◆ **Directions**: Pick out every line in the rows below that contains the word "positive", and copy each of those lines.

*** Material provided ***

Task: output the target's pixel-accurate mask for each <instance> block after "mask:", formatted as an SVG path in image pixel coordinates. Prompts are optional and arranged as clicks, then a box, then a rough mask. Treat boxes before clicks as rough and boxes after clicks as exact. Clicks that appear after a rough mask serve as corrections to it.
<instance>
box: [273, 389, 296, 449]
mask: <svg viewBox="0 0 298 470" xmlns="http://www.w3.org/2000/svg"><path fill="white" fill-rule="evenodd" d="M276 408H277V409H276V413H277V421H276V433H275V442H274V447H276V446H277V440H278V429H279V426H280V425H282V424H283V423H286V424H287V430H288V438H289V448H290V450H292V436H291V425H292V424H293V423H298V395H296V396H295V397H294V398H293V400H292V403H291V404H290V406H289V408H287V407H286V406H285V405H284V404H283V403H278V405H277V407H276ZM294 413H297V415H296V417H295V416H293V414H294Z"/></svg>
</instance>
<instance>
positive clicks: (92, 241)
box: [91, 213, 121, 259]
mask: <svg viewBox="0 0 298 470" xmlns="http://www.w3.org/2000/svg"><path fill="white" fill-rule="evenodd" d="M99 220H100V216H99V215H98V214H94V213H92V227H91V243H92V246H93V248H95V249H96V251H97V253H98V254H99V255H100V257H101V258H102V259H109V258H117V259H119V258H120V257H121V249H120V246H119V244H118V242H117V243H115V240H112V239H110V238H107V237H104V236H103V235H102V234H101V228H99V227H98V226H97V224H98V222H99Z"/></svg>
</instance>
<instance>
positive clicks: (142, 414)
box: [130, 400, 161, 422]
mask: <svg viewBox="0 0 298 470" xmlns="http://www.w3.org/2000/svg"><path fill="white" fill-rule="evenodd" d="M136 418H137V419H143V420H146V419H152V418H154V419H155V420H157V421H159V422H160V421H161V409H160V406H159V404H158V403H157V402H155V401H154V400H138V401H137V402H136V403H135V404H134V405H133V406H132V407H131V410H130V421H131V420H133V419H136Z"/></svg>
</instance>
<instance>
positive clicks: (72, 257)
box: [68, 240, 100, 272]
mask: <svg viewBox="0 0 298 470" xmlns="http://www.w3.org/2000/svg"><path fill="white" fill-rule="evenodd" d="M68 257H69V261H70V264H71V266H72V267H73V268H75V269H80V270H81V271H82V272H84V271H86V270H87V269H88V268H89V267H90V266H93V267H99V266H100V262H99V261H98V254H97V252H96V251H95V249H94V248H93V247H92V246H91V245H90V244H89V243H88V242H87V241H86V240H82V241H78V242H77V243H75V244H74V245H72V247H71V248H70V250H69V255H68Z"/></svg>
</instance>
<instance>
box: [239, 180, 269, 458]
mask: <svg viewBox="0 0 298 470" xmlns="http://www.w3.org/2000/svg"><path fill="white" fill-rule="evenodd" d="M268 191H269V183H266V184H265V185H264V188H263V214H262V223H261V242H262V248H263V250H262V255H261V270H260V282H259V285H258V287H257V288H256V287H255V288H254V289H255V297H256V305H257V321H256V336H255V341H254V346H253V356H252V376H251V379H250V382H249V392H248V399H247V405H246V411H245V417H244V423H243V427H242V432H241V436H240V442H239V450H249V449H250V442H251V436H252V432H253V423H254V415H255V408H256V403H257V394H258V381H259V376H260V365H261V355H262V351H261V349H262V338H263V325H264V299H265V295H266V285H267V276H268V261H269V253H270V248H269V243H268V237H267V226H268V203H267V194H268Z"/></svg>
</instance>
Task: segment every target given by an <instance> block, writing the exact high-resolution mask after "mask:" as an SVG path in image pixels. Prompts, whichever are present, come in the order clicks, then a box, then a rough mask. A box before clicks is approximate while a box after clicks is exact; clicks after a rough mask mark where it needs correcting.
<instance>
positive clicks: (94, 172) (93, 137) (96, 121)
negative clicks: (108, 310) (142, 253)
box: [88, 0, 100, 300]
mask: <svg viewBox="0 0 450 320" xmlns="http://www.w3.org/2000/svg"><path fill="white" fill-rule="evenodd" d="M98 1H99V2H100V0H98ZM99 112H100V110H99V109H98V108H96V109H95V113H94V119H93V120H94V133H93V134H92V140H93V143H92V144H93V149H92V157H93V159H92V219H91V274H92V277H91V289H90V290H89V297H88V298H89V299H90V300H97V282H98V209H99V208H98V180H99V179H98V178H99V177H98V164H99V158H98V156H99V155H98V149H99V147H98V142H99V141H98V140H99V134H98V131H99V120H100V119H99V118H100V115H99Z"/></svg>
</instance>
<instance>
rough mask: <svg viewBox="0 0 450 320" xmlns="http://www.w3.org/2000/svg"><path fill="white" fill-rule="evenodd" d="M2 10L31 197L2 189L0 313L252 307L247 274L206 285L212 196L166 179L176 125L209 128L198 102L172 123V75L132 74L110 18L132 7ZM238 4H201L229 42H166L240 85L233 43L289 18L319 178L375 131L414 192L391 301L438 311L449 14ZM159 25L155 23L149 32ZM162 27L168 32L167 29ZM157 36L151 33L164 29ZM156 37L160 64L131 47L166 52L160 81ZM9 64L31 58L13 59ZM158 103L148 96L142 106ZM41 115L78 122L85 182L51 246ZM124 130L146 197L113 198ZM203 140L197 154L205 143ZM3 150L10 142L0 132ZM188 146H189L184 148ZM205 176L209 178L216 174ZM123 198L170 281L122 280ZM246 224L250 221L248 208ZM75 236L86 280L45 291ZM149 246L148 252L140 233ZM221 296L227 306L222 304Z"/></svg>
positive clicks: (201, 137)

*** End of Material provided ***

◆ **Response to the task**:
positive clicks: (92, 241)
positive clicks: (142, 414)
positive clicks: (72, 257)
positive clicks: (94, 172) (93, 137) (96, 121)
positive clicks: (201, 137)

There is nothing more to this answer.